With the small field of marathon runners, I felt as if
I was running alongside the road by my lonesome. Sure, I could see runners ahead and behind me
in the distance, but the lead runners had yet to cross my path.
When I run out-and-back races, I try to predict when I
will see the lead runner. When I see him
or her, they are typically about four to five miles in front of me. Sometimes, I do dream of being a lead runner
with the runners behind me yelling out, “Way to go!” or “Looking good, keep it
up!” But in reality, that will never
happen. When I do hear “looking good,
keep it up you’re almost there”, it’s not the same thing. No, I don’t look good and I am not almost
there.
Triple point monument |
Another five quiet miles passed and I noticed a tattered
makeshift plywood sign mounted on a fence post with “Monument Road” scribed on
it. The single-lane dirt road led up a
hollow into the Boundary Ridge wilderness where one can find a survey monument marking
a point common to the three states of Idaho, Utah and Wyoming. I thought, “Now that’s where I want to go
before leaving Cokeville.” But, judging from
the condition of the road, a four-wheel drive vehicle was recommended. Oh well, maybe another day. Besides, I don’t believe it would be as
impressive as the southwest’s Four Corners Monument.
I had been counting the miles since leaving Cokeville,
and before I knew it, the half-way point appeared on the horizon. At the turn-around point, I noticed several
cans of OFF placed on a table adjacent to a five-gallon Igloo water dispenser
with a few one-gallon water jugs packed into a cardboard box placed on the
ground underneath. I guess other runners
failed to adequately prepare themselves and weren’t mindful of the mosquitos in
the area.
....
Task description
In the marathon account, why does the writer decide against visiting the survey monument up Monument Road before leaving Cokeville?
....
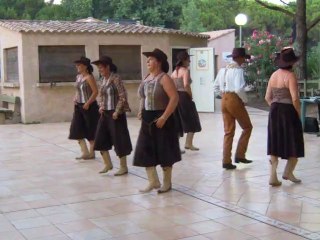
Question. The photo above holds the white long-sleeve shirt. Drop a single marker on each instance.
(231, 79)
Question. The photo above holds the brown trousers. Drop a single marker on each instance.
(233, 109)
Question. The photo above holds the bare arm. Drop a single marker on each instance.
(186, 82)
(268, 96)
(170, 89)
(293, 87)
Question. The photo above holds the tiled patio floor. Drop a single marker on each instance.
(46, 194)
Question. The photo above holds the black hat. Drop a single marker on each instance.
(239, 52)
(182, 56)
(287, 58)
(105, 60)
(85, 61)
(161, 57)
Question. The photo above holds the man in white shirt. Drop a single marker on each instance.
(230, 83)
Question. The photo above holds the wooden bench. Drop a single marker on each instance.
(9, 109)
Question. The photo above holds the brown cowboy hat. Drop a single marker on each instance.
(85, 61)
(106, 60)
(239, 52)
(161, 57)
(287, 58)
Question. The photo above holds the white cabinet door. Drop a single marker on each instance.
(202, 75)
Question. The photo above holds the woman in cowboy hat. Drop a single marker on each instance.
(158, 142)
(186, 111)
(112, 128)
(230, 82)
(285, 133)
(86, 115)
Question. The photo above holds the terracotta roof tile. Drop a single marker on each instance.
(88, 26)
(218, 33)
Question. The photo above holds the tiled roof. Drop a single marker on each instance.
(218, 33)
(88, 26)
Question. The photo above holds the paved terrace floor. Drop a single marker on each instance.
(46, 194)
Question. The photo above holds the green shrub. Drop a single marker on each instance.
(313, 62)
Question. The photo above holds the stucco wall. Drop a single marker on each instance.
(42, 103)
(9, 39)
(222, 44)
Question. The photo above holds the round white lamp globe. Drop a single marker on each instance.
(241, 19)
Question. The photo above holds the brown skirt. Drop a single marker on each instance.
(112, 132)
(84, 122)
(285, 135)
(156, 146)
(188, 114)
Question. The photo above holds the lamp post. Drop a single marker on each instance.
(241, 20)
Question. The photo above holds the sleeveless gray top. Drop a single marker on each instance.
(84, 90)
(153, 94)
(281, 95)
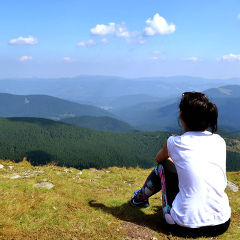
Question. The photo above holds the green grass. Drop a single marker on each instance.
(90, 205)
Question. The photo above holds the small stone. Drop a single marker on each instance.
(15, 177)
(232, 186)
(47, 185)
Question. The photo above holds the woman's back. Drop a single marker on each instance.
(200, 160)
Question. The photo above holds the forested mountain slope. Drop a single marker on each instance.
(43, 141)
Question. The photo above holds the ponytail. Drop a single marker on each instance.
(198, 112)
(213, 116)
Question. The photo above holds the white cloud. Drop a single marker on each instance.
(89, 42)
(68, 59)
(104, 41)
(139, 40)
(153, 58)
(157, 53)
(119, 30)
(230, 58)
(30, 40)
(158, 25)
(25, 58)
(191, 59)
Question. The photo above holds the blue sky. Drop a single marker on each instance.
(127, 38)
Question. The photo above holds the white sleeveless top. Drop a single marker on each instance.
(200, 160)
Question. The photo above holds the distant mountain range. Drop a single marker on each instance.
(45, 107)
(146, 104)
(100, 90)
(45, 141)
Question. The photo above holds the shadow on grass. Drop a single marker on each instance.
(155, 221)
(135, 215)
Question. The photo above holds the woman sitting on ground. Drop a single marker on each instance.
(191, 173)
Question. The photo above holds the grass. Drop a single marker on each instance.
(85, 204)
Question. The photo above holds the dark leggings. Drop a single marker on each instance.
(164, 177)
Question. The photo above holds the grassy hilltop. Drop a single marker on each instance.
(86, 204)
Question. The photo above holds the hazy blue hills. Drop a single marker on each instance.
(45, 107)
(44, 141)
(100, 123)
(228, 91)
(96, 89)
(163, 116)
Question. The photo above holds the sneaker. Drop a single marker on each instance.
(139, 203)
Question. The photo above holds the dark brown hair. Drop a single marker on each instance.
(198, 112)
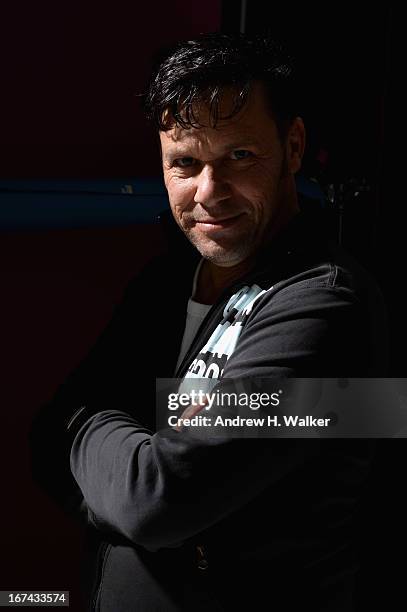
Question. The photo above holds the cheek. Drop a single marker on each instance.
(180, 194)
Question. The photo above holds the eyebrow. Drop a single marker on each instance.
....
Problem solution
The road's condition suggested a four-wheel drive vehicle was recommended. The writer also doubted the monument would be as impressive as the southwest's Four Corners Monument.